▶ [What is being asked]:
Make an exact copy of the lines from the one containing "Question. For every instance of the wall" through the end of the records below, and leave out every picture.

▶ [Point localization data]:
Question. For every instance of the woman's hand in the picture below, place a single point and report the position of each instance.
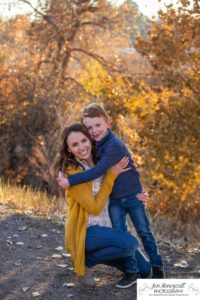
(144, 197)
(121, 166)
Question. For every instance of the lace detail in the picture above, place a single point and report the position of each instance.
(103, 218)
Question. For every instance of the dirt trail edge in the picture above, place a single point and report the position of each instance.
(33, 263)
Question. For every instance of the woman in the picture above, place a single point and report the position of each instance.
(89, 235)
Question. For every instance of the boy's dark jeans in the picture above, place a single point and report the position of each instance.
(118, 209)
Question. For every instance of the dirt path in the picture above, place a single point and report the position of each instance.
(27, 244)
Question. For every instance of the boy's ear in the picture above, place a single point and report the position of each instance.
(108, 123)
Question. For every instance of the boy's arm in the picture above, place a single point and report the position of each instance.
(111, 156)
(82, 193)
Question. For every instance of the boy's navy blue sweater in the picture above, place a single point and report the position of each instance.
(110, 150)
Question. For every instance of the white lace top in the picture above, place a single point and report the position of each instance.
(103, 218)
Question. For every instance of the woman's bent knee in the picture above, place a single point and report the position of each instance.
(131, 244)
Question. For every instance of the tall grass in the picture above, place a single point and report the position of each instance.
(27, 199)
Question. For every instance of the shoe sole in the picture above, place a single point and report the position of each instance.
(126, 286)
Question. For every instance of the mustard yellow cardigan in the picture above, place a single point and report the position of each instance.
(81, 203)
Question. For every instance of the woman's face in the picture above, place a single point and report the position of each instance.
(79, 145)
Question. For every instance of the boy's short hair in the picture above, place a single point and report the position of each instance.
(95, 110)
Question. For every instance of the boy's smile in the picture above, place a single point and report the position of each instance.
(97, 127)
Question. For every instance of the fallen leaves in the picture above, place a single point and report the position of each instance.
(69, 284)
(44, 235)
(25, 289)
(35, 294)
(62, 265)
(55, 255)
(20, 243)
(60, 248)
(181, 264)
(22, 228)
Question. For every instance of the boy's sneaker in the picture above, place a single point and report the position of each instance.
(158, 272)
(128, 280)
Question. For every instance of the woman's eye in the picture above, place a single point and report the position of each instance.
(74, 145)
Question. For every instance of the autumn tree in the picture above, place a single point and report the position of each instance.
(170, 112)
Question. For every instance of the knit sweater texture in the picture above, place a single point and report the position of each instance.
(81, 203)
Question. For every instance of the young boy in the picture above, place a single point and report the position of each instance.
(123, 199)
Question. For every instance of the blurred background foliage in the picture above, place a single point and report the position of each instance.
(146, 73)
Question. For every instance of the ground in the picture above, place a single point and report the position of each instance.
(28, 270)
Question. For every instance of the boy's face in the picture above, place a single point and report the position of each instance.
(97, 127)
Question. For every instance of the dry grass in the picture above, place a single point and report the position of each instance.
(27, 199)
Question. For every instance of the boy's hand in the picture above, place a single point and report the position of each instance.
(62, 181)
(144, 197)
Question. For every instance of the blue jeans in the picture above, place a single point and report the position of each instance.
(115, 248)
(118, 209)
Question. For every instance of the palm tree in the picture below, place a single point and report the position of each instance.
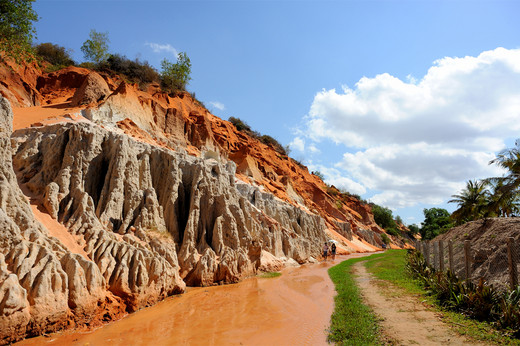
(472, 202)
(506, 193)
(502, 201)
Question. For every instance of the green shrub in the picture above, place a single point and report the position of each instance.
(319, 175)
(54, 54)
(175, 76)
(240, 125)
(331, 190)
(393, 231)
(273, 143)
(95, 49)
(134, 70)
(16, 29)
(478, 301)
(383, 217)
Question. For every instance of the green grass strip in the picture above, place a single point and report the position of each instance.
(269, 275)
(391, 266)
(352, 322)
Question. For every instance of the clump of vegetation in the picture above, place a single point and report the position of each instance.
(385, 219)
(492, 197)
(436, 221)
(331, 190)
(16, 29)
(95, 48)
(175, 76)
(56, 55)
(134, 70)
(319, 175)
(480, 302)
(414, 229)
(242, 126)
(352, 323)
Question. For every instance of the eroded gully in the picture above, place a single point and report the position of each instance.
(293, 309)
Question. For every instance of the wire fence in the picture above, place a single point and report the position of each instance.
(496, 263)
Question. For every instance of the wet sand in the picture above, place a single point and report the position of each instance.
(293, 309)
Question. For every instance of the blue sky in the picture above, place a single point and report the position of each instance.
(399, 101)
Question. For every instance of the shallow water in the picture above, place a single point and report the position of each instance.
(293, 309)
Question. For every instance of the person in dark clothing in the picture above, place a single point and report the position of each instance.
(325, 250)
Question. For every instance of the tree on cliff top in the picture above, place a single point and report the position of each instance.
(175, 76)
(16, 28)
(95, 49)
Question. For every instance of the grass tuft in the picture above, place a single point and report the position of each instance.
(352, 322)
(270, 275)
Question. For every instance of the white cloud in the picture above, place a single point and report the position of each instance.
(218, 105)
(418, 141)
(159, 48)
(297, 144)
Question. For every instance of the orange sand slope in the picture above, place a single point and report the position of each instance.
(45, 115)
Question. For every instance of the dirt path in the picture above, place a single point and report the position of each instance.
(405, 321)
(293, 309)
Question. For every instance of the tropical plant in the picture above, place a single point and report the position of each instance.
(318, 174)
(383, 217)
(95, 49)
(478, 301)
(472, 201)
(436, 221)
(507, 187)
(502, 201)
(16, 28)
(175, 76)
(414, 229)
(135, 71)
(54, 54)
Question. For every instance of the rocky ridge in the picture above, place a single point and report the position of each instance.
(156, 194)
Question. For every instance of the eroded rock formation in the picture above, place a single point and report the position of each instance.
(150, 221)
(43, 286)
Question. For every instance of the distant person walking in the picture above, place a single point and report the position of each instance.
(333, 251)
(325, 250)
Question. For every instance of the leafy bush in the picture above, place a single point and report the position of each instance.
(414, 229)
(16, 28)
(273, 143)
(135, 70)
(54, 54)
(175, 76)
(242, 126)
(436, 221)
(331, 190)
(383, 217)
(478, 301)
(319, 175)
(95, 49)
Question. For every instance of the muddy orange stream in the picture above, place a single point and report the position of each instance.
(294, 308)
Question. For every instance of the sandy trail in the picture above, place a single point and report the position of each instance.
(405, 321)
(293, 309)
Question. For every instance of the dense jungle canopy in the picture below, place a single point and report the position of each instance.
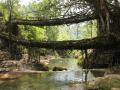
(61, 24)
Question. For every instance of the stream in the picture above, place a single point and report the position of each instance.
(49, 80)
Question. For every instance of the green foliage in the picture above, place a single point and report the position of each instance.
(32, 33)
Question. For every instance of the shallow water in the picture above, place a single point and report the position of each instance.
(63, 80)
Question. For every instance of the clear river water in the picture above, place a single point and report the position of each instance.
(49, 80)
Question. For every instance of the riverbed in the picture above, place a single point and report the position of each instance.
(49, 80)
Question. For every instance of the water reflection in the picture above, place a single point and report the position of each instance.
(65, 80)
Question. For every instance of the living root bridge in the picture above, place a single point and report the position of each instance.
(53, 22)
(94, 43)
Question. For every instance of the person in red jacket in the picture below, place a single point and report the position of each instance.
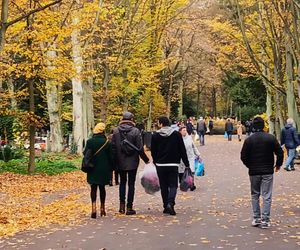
(258, 156)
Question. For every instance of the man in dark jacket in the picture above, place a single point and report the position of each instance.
(258, 156)
(167, 149)
(229, 129)
(201, 129)
(126, 159)
(189, 127)
(289, 138)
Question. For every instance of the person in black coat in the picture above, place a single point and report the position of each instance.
(258, 156)
(167, 150)
(189, 127)
(290, 139)
(127, 159)
(229, 129)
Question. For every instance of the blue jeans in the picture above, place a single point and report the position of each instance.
(261, 185)
(291, 158)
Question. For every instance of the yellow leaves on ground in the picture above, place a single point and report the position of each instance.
(23, 204)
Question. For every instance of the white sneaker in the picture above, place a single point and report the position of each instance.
(256, 222)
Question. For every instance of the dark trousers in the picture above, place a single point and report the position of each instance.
(168, 180)
(131, 176)
(114, 174)
(229, 134)
(94, 193)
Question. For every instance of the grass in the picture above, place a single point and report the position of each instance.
(45, 164)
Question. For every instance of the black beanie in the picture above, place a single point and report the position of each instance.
(258, 123)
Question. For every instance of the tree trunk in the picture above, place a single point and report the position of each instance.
(279, 124)
(198, 100)
(11, 90)
(53, 90)
(180, 99)
(4, 16)
(32, 126)
(169, 96)
(104, 101)
(149, 119)
(270, 112)
(77, 87)
(90, 105)
(290, 94)
(31, 164)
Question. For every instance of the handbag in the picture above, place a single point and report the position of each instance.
(199, 168)
(187, 180)
(87, 164)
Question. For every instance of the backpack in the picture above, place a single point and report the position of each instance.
(201, 126)
(125, 146)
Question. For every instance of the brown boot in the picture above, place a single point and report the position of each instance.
(94, 212)
(122, 208)
(130, 211)
(102, 210)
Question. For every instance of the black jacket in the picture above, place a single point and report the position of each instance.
(258, 153)
(289, 137)
(168, 149)
(228, 126)
(123, 161)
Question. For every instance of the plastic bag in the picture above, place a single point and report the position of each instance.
(225, 135)
(199, 167)
(187, 180)
(149, 179)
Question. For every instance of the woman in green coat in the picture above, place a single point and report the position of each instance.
(100, 176)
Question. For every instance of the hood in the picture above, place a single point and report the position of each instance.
(126, 125)
(287, 126)
(165, 131)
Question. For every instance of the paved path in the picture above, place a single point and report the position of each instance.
(217, 215)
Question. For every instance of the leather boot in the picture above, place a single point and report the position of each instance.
(102, 210)
(122, 208)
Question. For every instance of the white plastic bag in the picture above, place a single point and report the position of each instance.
(149, 179)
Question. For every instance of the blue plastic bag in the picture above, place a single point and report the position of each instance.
(199, 168)
(187, 180)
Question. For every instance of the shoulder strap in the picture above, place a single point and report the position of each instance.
(98, 151)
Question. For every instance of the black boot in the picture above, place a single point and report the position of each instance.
(171, 210)
(122, 208)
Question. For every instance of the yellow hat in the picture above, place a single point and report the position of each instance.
(99, 128)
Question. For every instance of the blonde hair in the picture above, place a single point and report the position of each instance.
(99, 128)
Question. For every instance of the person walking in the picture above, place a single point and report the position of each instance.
(126, 159)
(189, 127)
(201, 130)
(100, 148)
(167, 150)
(211, 126)
(258, 156)
(248, 127)
(239, 129)
(229, 129)
(192, 154)
(289, 138)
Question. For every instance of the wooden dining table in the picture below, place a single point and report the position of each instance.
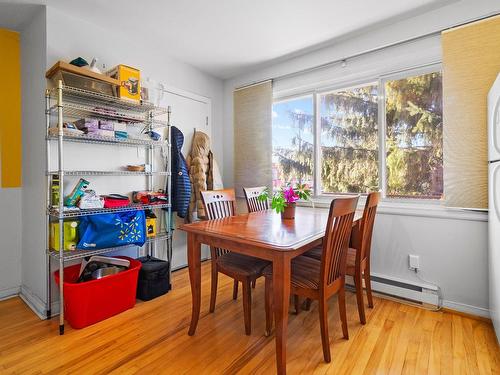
(263, 235)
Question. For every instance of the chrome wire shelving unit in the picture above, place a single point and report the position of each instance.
(70, 102)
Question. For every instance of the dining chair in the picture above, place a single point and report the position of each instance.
(242, 268)
(253, 203)
(358, 254)
(321, 279)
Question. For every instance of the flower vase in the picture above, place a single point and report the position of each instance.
(289, 212)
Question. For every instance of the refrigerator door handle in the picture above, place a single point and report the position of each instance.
(494, 188)
(495, 124)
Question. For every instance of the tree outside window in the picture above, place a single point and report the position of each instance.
(350, 141)
(414, 136)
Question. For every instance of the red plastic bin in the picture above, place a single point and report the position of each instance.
(90, 302)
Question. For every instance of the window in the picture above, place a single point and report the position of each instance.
(414, 136)
(349, 140)
(292, 133)
(366, 143)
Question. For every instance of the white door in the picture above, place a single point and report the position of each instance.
(494, 121)
(494, 243)
(189, 111)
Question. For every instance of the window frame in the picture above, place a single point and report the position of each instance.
(380, 81)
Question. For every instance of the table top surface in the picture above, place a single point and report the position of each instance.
(267, 229)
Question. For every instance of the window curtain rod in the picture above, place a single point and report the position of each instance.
(366, 52)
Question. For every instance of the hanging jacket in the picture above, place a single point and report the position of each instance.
(203, 173)
(181, 186)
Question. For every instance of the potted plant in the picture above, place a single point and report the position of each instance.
(284, 200)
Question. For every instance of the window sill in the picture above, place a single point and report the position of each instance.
(427, 209)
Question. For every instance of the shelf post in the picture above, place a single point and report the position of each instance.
(60, 167)
(48, 303)
(169, 196)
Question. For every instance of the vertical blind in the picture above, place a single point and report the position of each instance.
(252, 136)
(471, 62)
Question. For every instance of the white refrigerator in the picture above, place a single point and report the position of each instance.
(494, 203)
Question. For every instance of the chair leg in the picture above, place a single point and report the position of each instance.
(247, 306)
(358, 281)
(323, 323)
(342, 311)
(213, 287)
(296, 301)
(235, 289)
(368, 285)
(269, 305)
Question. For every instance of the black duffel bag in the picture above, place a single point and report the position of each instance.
(154, 278)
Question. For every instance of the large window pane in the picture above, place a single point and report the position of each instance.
(349, 140)
(414, 160)
(293, 141)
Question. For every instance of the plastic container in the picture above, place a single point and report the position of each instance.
(90, 302)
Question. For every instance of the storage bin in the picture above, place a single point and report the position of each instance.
(92, 301)
(154, 278)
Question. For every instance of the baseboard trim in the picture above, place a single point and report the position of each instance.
(480, 313)
(9, 293)
(34, 302)
(467, 310)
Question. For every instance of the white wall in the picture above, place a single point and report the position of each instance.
(33, 58)
(10, 249)
(451, 243)
(68, 37)
(11, 199)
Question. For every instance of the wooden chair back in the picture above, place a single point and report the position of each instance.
(366, 228)
(218, 204)
(336, 241)
(253, 204)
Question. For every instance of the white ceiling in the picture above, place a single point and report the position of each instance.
(227, 37)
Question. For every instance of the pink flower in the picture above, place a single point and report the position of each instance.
(290, 195)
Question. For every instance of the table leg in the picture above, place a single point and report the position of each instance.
(194, 263)
(281, 290)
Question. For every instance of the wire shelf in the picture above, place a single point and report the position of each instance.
(88, 138)
(108, 173)
(79, 254)
(98, 99)
(79, 110)
(76, 212)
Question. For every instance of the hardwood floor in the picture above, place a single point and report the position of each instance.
(152, 338)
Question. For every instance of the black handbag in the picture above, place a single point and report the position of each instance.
(154, 278)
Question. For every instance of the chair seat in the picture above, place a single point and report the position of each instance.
(317, 251)
(305, 272)
(241, 264)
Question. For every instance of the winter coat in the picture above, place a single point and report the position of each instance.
(181, 186)
(203, 173)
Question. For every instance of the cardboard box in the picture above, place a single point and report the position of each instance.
(130, 81)
(120, 127)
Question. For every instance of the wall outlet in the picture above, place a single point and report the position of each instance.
(413, 262)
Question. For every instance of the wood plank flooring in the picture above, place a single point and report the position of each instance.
(152, 339)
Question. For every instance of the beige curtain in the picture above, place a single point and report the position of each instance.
(471, 62)
(252, 136)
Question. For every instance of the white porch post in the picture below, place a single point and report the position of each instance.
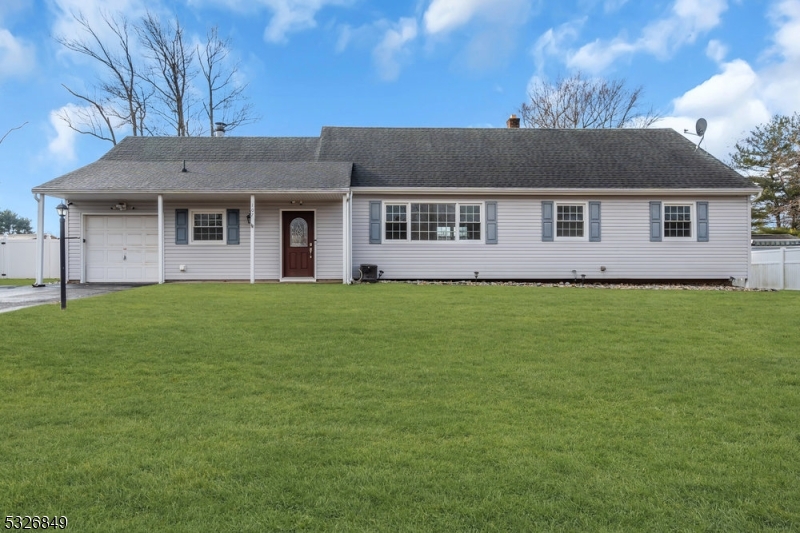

▶ [Your solution]:
Question. For every instance of the wall outlet in the picture above, place a single point and report the position of each instance.
(413, 262)
Question. For every instance of the wood plank flooring in the picture above, place a single point and report the position of each instance.
(152, 339)
Question. For every instance of the beige curtain in the picture above, place a single point and report the position of each instance.
(471, 62)
(252, 136)
Question. For every instance of the white porch post in the picture below, place a single point and report the position of each instance.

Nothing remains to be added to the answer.